### Task to carry out:
Below are some entries. Copy each line that holds the string "black".

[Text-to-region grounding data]
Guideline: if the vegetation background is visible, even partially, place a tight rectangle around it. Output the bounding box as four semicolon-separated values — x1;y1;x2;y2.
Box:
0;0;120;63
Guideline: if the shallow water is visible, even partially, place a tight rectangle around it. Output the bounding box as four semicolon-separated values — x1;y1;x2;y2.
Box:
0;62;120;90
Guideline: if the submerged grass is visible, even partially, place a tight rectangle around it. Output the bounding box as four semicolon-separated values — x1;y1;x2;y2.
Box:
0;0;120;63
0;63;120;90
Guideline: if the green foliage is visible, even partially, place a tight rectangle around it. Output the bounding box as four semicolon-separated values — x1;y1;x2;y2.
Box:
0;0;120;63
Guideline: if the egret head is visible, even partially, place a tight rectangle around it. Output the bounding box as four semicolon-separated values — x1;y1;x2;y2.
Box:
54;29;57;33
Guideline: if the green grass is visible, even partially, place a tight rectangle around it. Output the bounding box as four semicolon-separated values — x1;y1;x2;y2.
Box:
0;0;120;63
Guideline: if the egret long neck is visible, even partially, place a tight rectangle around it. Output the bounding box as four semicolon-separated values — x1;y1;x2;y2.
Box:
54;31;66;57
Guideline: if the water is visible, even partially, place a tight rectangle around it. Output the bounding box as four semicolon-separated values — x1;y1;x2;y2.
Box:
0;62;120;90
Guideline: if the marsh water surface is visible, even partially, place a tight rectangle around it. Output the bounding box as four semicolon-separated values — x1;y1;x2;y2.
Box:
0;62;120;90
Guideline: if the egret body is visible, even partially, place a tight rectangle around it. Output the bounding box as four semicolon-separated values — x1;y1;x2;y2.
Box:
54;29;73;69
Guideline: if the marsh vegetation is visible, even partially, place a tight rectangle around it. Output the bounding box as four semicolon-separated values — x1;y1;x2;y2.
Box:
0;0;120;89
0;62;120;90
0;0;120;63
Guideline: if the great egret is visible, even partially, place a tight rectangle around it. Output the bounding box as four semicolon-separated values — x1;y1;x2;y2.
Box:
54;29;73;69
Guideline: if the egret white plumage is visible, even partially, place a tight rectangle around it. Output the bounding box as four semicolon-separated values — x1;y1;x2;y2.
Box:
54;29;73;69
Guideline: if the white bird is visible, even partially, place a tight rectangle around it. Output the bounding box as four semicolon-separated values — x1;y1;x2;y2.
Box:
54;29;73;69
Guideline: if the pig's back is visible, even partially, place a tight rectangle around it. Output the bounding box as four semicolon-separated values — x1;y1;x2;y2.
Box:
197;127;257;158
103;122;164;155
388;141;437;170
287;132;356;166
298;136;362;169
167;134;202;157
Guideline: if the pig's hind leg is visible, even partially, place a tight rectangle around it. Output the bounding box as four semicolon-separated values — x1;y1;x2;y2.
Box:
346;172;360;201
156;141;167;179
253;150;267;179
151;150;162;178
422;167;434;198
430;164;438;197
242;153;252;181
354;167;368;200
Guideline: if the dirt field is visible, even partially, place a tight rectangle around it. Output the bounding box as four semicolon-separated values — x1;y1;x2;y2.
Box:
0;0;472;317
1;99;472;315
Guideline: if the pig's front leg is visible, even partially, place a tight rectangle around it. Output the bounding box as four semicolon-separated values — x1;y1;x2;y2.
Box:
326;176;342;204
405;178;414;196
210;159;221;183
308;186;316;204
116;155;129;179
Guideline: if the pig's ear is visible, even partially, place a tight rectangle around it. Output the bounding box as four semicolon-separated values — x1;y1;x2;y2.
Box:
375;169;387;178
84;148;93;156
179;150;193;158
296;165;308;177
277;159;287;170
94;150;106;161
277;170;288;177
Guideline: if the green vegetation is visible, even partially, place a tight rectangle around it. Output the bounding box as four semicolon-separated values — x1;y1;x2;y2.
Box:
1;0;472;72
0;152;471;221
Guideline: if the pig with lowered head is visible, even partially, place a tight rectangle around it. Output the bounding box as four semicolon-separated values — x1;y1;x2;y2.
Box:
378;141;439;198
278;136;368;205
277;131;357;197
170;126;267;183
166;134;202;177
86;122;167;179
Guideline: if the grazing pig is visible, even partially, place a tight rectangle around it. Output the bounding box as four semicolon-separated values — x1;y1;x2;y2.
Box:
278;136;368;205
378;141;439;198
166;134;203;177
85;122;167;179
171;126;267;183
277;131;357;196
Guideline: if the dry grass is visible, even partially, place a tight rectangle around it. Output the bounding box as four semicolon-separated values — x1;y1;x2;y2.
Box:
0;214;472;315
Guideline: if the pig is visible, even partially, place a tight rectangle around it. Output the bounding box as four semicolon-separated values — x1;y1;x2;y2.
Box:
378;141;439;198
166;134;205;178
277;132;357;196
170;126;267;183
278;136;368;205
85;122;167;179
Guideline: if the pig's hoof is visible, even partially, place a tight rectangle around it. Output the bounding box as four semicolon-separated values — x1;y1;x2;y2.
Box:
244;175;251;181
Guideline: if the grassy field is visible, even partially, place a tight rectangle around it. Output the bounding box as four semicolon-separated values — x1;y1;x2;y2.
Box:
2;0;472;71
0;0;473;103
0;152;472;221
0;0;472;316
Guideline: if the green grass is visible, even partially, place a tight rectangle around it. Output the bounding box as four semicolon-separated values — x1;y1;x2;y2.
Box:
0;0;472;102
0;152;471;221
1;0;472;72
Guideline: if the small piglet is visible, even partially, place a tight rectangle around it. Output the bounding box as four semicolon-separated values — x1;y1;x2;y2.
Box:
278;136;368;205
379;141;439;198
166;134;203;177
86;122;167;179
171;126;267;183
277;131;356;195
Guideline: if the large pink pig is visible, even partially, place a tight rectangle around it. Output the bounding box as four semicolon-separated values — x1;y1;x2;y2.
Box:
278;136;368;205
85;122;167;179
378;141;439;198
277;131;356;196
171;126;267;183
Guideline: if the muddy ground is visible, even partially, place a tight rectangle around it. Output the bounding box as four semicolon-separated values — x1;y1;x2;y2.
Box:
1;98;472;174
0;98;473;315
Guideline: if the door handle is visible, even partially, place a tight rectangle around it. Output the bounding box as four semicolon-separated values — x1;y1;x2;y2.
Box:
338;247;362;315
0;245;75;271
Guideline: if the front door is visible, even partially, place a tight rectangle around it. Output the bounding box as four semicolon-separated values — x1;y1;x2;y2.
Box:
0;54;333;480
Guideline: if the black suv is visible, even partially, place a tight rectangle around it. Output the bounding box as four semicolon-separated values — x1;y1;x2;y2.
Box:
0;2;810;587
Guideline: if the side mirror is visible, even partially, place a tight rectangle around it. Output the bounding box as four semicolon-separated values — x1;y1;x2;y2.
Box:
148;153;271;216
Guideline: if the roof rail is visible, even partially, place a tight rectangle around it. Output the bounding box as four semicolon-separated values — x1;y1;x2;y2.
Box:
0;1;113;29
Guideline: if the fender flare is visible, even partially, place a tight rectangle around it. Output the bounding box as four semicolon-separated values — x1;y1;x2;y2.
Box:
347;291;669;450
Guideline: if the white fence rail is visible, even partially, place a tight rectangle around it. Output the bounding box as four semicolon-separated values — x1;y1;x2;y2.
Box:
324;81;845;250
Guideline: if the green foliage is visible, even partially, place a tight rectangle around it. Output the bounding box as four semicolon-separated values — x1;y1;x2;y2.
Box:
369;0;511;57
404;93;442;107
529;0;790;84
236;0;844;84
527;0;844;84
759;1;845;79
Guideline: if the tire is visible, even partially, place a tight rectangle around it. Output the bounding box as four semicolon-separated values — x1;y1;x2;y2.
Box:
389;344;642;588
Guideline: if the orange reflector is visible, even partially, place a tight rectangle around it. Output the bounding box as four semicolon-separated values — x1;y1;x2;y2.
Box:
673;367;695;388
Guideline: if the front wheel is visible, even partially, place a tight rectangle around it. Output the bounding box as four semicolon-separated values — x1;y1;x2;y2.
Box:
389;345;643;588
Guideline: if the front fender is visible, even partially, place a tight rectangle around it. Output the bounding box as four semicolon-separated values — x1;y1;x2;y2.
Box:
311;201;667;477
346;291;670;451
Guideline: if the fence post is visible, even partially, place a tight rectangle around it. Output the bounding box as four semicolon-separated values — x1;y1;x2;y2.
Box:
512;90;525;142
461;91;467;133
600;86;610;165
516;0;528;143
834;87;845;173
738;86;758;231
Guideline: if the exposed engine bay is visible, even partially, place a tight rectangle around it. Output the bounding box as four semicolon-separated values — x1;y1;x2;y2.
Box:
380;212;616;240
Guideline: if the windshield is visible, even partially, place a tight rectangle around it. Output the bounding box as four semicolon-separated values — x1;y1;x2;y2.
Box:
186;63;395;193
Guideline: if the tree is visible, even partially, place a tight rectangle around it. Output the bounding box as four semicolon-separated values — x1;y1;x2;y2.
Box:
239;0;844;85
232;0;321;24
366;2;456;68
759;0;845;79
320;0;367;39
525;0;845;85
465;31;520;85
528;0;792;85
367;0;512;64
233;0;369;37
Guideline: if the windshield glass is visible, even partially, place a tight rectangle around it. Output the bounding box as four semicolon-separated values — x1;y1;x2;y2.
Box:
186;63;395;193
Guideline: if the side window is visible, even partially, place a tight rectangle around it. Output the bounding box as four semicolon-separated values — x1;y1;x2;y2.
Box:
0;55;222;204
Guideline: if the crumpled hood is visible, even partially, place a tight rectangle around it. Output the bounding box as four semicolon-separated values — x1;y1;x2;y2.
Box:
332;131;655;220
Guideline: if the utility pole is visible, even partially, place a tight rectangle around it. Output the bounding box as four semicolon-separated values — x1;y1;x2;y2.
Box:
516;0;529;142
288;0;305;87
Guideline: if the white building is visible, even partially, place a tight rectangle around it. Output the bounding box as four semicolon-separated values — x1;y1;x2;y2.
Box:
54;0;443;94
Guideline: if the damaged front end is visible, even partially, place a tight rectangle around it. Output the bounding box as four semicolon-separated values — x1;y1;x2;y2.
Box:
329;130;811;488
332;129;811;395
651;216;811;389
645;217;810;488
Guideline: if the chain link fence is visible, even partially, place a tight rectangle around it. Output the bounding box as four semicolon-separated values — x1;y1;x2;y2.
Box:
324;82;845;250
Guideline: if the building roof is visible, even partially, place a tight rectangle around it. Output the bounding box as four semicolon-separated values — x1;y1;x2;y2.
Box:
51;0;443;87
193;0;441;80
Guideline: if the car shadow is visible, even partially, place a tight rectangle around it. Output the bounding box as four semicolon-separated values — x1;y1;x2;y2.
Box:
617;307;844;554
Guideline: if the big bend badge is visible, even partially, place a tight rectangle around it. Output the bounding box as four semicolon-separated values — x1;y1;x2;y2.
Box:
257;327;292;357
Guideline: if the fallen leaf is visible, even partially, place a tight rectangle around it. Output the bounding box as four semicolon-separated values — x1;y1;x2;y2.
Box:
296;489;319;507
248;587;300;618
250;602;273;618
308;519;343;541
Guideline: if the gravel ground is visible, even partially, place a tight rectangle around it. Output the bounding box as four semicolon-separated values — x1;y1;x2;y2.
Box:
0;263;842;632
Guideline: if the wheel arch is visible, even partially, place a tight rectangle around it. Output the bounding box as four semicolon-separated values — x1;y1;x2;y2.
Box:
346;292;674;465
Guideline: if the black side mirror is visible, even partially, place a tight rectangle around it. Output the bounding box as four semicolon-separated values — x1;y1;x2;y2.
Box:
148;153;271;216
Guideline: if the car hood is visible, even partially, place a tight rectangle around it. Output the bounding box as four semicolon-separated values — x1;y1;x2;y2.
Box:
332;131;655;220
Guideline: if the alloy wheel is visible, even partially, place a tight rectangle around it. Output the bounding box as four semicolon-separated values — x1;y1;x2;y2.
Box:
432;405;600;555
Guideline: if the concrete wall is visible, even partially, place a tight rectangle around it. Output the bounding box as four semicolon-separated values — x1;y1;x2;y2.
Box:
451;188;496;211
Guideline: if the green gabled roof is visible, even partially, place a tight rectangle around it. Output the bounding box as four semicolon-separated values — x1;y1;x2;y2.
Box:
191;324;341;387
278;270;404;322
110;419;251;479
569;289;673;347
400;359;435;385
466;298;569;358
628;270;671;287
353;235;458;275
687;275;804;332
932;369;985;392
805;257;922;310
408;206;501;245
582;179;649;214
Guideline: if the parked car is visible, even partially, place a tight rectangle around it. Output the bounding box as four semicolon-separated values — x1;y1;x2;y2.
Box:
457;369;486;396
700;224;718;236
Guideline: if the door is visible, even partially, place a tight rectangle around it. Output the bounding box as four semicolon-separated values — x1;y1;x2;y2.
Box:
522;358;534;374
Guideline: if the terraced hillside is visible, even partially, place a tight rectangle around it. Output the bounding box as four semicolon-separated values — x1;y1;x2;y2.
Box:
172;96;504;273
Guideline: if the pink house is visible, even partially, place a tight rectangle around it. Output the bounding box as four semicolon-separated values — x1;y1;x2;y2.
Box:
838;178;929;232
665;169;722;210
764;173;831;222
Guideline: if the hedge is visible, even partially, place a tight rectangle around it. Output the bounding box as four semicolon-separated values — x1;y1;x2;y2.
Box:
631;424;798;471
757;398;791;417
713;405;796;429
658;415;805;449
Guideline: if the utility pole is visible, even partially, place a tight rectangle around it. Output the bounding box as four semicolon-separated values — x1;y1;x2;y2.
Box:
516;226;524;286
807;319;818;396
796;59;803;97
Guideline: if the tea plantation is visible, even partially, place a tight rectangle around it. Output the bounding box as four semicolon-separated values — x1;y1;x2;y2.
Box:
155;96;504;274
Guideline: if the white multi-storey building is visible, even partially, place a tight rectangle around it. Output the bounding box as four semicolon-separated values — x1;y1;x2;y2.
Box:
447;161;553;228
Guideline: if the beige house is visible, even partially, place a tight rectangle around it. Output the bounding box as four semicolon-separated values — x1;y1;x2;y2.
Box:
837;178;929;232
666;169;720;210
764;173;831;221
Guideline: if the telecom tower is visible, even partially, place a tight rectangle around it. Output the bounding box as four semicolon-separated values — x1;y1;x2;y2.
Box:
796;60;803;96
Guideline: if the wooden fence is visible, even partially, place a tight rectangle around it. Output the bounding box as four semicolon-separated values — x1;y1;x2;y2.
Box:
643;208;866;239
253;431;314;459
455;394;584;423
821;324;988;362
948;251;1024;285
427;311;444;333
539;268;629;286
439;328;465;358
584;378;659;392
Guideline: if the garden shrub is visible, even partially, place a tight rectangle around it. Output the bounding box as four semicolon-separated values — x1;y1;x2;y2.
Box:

### Solution:
Guideline: if the black suv is visible, even partially, place a tight rectangle around it. Output the bounding box as four semicolon-separated values — x1;y1;x2;y2.
Guideline: if the black side mirror is visible, even partially, place a tight rectangle around it. Output the bounding box as four semicolon-separated values — x1;y1;x2;y2.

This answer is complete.